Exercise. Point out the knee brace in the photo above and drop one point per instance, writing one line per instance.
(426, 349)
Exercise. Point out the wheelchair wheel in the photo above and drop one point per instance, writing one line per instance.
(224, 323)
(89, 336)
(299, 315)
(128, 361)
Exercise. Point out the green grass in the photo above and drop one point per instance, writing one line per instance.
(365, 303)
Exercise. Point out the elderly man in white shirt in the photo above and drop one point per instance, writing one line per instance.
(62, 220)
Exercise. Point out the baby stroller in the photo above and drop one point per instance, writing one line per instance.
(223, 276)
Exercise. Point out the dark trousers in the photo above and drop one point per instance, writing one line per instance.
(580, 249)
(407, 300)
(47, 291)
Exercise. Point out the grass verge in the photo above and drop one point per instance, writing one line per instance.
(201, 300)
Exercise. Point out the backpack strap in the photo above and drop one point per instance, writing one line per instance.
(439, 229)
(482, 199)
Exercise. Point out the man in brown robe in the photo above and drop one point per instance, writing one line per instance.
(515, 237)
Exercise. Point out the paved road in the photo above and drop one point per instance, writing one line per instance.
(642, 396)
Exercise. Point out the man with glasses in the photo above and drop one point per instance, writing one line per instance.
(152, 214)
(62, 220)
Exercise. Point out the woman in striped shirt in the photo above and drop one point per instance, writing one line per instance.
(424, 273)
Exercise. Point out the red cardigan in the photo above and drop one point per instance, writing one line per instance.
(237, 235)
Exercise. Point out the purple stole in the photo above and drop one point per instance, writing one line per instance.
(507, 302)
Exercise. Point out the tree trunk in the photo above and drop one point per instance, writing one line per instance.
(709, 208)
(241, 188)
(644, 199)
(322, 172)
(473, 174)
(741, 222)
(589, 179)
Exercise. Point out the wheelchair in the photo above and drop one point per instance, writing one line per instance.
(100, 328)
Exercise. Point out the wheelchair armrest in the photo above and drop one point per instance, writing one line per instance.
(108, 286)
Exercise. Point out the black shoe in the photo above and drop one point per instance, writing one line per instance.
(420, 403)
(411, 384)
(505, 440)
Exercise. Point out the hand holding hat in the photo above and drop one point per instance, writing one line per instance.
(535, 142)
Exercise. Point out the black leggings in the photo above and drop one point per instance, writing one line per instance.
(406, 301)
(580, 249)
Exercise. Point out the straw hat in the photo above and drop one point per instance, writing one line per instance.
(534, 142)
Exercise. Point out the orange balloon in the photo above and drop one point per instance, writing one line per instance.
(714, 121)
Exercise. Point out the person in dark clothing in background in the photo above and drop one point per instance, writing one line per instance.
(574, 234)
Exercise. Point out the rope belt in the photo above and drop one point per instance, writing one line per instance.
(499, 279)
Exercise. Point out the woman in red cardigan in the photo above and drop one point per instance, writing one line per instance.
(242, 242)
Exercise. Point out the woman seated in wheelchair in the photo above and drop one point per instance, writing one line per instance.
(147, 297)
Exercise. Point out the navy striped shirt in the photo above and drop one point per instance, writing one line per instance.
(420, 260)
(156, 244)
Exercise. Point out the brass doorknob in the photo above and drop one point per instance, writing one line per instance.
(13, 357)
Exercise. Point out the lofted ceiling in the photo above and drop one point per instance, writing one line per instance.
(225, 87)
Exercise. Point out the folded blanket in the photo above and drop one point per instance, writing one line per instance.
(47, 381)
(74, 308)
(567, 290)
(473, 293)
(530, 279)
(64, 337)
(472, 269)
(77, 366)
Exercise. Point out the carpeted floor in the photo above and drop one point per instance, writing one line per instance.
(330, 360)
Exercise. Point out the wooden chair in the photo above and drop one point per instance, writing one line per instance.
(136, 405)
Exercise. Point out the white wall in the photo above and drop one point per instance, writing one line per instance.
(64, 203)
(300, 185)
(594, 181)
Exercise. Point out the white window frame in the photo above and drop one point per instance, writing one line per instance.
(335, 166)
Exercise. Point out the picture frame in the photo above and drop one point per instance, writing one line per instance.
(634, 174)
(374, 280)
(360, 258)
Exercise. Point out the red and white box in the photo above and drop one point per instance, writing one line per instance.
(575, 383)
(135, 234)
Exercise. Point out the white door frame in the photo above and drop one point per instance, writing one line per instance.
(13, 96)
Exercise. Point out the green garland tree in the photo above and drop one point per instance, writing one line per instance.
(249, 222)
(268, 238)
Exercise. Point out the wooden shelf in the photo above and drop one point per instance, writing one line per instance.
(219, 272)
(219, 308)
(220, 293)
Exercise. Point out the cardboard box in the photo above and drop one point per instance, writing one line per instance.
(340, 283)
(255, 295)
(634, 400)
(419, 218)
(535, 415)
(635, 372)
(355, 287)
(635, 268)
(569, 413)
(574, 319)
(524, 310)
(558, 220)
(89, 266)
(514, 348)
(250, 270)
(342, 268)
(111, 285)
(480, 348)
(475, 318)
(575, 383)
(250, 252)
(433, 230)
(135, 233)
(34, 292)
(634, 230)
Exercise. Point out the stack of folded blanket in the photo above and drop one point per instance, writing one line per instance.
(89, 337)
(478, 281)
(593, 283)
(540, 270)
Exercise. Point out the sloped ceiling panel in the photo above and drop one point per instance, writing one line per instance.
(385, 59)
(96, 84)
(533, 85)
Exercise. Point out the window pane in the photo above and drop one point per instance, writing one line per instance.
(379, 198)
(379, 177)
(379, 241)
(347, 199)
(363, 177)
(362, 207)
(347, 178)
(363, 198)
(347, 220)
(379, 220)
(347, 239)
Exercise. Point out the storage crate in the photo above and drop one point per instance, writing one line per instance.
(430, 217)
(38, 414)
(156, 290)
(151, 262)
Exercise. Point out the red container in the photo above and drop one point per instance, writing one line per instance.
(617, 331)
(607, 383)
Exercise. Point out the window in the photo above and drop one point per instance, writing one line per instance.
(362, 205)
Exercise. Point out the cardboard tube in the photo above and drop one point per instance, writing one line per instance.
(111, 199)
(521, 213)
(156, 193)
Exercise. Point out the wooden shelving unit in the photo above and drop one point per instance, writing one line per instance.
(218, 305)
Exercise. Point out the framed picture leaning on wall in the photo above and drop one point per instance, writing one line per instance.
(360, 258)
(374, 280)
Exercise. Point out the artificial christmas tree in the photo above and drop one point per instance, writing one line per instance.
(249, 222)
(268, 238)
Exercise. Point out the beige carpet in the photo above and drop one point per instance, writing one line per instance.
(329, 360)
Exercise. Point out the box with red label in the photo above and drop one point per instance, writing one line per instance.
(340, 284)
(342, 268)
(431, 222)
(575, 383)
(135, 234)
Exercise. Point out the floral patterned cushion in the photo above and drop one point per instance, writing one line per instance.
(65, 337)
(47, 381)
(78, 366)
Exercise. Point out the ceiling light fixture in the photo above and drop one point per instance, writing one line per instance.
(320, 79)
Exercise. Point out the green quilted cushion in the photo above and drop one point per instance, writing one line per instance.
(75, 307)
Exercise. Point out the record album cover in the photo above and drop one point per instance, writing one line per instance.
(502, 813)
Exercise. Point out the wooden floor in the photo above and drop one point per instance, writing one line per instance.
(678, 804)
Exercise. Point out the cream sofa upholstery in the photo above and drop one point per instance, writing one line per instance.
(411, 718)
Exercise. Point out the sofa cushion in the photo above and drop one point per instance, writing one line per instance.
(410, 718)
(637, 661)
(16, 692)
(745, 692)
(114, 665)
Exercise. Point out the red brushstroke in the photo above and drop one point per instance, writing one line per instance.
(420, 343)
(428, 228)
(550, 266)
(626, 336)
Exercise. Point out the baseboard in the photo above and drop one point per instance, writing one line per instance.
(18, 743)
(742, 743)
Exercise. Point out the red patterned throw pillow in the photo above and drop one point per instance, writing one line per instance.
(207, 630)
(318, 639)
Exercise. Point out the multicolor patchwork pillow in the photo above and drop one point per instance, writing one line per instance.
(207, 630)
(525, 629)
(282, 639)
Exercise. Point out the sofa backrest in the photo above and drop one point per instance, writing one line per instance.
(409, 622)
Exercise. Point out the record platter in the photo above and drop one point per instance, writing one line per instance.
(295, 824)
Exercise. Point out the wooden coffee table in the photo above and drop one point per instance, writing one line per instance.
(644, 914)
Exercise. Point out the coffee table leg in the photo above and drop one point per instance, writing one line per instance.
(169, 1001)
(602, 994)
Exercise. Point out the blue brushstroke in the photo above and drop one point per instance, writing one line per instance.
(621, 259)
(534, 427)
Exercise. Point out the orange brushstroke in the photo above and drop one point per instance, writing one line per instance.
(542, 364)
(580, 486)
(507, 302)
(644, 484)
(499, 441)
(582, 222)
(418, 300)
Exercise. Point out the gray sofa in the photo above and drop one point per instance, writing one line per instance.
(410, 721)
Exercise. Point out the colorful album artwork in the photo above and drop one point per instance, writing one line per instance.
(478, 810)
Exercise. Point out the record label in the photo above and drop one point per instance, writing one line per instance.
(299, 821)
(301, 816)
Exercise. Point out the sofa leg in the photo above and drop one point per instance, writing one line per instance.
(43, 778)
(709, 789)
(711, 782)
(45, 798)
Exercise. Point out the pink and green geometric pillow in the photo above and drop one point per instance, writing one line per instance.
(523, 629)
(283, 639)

EXERCISE DETAILS:
Transcribe the records above exactly, but only from the line that contains "Exercise. Point out the coffee" through their final line, inclusive.

REPLY TO THE EXERCISE:
Exercise. Point out the coffee table leg in the photo above and drop one point per instance, writing one line per instance.
(169, 1001)
(602, 994)
Exercise. Point out the blue brushstroke in the photo above and drop one point per instance, writing one line per instance.
(621, 259)
(534, 427)
Exercise. Point out the orange brushstroke in the photo above and drop one point per instance, writing one line per instance.
(542, 364)
(580, 486)
(507, 302)
(644, 484)
(499, 441)
(582, 222)
(418, 300)
Exercise. Point out the gray sofa in the photo above and drop one point per instance, writing one line per instance.
(410, 721)
Exercise. Point out the colorful album artwork in the photo above and drop one point per instance, writing one line per instance.
(478, 810)
Exercise. Point out the record label in the photo above and drop one point per instance, writing one line per instance.
(299, 821)
(301, 816)
Exercise. Point out the sofa leg in the photo above and drop one point per instance, writing one line per instance.
(43, 778)
(709, 789)
(711, 782)
(45, 798)
Exercise. Point out the pink and green geometric pillow in the photo above and drop one point per instance, writing one line per instance.
(523, 629)
(283, 639)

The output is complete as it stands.